**Prompt**
Word for word, copy the records that follow.

**Input for this task**
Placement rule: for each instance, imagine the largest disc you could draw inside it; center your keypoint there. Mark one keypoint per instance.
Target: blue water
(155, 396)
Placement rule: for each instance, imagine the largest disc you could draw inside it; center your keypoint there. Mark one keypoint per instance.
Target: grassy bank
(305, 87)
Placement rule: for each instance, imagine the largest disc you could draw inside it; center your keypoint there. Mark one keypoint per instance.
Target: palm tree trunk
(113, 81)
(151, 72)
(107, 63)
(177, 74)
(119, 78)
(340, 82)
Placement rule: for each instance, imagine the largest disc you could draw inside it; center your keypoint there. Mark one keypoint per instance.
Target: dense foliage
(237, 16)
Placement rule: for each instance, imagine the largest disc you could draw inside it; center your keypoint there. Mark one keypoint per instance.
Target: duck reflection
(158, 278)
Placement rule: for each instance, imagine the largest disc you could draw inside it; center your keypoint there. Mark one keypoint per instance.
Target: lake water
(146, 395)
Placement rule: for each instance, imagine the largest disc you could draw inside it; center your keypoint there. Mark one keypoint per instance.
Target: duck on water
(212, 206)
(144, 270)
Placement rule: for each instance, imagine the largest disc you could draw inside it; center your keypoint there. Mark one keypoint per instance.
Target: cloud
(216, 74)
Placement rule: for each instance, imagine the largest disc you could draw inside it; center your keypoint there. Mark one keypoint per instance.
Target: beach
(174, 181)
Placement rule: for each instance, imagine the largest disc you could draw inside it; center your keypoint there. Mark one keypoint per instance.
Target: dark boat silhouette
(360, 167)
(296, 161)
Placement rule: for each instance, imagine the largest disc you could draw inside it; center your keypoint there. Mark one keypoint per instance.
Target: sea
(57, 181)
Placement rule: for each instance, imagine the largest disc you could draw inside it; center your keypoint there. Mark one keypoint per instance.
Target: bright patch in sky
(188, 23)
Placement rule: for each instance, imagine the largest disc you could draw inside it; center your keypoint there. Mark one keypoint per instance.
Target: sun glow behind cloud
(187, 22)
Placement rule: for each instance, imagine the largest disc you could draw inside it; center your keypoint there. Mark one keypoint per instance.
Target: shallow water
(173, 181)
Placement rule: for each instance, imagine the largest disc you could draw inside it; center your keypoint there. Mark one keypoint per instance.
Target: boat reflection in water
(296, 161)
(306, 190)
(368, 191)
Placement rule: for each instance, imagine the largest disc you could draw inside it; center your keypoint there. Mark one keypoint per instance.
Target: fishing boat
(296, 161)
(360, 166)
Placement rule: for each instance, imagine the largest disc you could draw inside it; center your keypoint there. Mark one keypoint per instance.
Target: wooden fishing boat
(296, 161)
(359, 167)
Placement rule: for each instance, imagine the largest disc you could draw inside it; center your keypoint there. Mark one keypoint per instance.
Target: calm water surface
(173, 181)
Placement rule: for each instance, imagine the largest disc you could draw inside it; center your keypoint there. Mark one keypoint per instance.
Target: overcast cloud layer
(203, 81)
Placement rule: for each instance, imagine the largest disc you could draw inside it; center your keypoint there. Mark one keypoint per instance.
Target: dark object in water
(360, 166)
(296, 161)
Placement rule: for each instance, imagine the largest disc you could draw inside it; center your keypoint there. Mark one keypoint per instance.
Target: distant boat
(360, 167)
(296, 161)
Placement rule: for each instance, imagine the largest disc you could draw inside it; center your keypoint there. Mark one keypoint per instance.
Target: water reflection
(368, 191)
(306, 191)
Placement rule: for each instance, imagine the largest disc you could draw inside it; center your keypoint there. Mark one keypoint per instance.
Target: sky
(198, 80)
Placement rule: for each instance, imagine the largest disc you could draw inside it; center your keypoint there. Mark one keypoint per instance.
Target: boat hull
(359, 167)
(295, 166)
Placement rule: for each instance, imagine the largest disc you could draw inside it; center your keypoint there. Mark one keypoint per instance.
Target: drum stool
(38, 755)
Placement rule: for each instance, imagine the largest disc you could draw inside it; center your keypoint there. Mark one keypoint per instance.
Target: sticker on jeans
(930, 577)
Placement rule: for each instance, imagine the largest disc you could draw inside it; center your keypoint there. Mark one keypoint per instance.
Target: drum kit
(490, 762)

**Solution to this problem**
Placement rule: for each instance, imagine the largest disc you could draw inside it; center your keypoint there. Mark one keypoint per instance.
Target: blue water
(155, 396)
Placement rule: for each instance, imagine the largest disc you could draw inside it; center your keypoint there. Mark one keypoint per instance.
Target: grassy bank
(305, 87)
Placement rule: for each instance, imagine the largest disc you could draw inside it; center your keypoint there. Mark one keypoint per instance.
Target: palm tree trunk
(113, 81)
(151, 72)
(107, 63)
(177, 74)
(119, 78)
(340, 82)
Placement rule: for each instance, imagine the largest disc you could draw inside it; center your keypoint there. Mark one keypoint per instance.
Target: dense foliage
(237, 16)
Placement rule: for each instance, imagine the largest disc you could draw inside it; center your keypoint there. Mark one keypoint per instance.
Target: duck reflection
(158, 278)
Placement rule: for each instance, imagine the largest disc you could draw inside it; center your keypoint there. Mark one keypoint per instance.
Target: lake water
(146, 395)
Placement rule: for each instance, imagine the largest disc you could draw inside it; center your keypoint there. Mark one keypoint per instance.
Target: duck on water
(212, 206)
(144, 270)
Placement rule: for each instance, imagine the largest disc you could draw inside it; center your keypoint there. Mark one keypoint per instance.
Target: cloud
(216, 74)
Placement rule: for each instance, imagine the largest disc you could draw inside it; center your keypoint there. Mark one keypoint per instance.
Target: beach
(174, 181)
Placement rule: for each instance, imagine the largest disc you could draw inside it; center your keypoint there. Mark one keypoint per instance.
Target: dark boat silhouette
(360, 167)
(296, 161)
Placement rule: for each instance, imagine the largest disc you could draw inside it; center your keypoint there. Mark one keypoint per instance.
Target: sea
(57, 181)
Placement rule: for each instance, imagine the largest disc you could draw inside it; center your keypoint there. Mark one keypoint per instance.
Target: bright patch in sky
(188, 23)
Placement rule: for each instance, imagine the largest disc you could draw inside it; center your keypoint there. Mark one keypoint per instance.
Target: sun glow behind cloud
(187, 22)
Placement rule: for each instance, imagine the largest disc you could draw inside it; center your keypoint there. Mark one keypoint per instance.
Target: shallow water
(173, 181)
Placement rule: for each instance, imagine the largest disc you could draw inside it; center your keypoint there. Mark one keypoint per instance.
Target: boat reflection in water
(296, 161)
(306, 190)
(368, 191)
Placement rule: for each instance, imagine the largest disc you could draw inside it; center your keypoint there. Mark one keypoint per instance.
Target: fishing boat
(296, 161)
(360, 166)
Placement rule: for each instance, imagine the largest disc you could draw inside it; center your keypoint there. Mark one keypoint per instance.
Target: wooden fishing boat
(296, 161)
(359, 167)
Placement rule: for each instance, imagine the largest disc you could draw inside it; center your keypoint there. Mark one keypoint per instance.
Target: calm water surface
(173, 181)
Placement rule: for each instance, imagine the largest disc you could draw inside it; center your keypoint there. Mark one keypoint per instance.
Target: overcast cloud layer
(203, 81)
Placement rule: for each instance, imagine the largest disc you could draw inside it; center your keypoint there. Mark one keypoint per instance.
Target: dark object in water
(360, 166)
(296, 161)
Placement rule: for each instance, imagine the largest disc you could draw inside it; center your keypoint there. Mark one keypoint per instance.
Target: distant boat
(360, 167)
(296, 161)
Placement rule: for each instance, imagine the largest disc you could draw inside it; center your keypoint there. Mark one keypoint per instance.
Target: water reflection
(368, 191)
(306, 191)
Placement rule: for each instance, imagine the largest disc you could draw inside it; center your keypoint there. Mark one keypoint per instance.
Target: sky
(198, 80)
Placement rule: for each instance, imagine the largest disc you could draw inside it; center your keypoint there. Mark one keypoint per instance.
Target: boat hull
(359, 167)
(295, 166)
Placement rule: for each instance, imagine the largest disc you could draw inside it; center your keypoint there. Mark one keypoint per instance.
Target: drum stool
(38, 755)
Placement rule: for each instance, imagine the largest disc you could draw inside it; center your keypoint there. Mark one keypoint per instance.
Target: sticker on jeans
(930, 577)
Placement rule: for each instance, imagine the largest disc you could draw inside it; center your keypoint there. Mark one keypoint per instance.
Target: drum kit
(490, 762)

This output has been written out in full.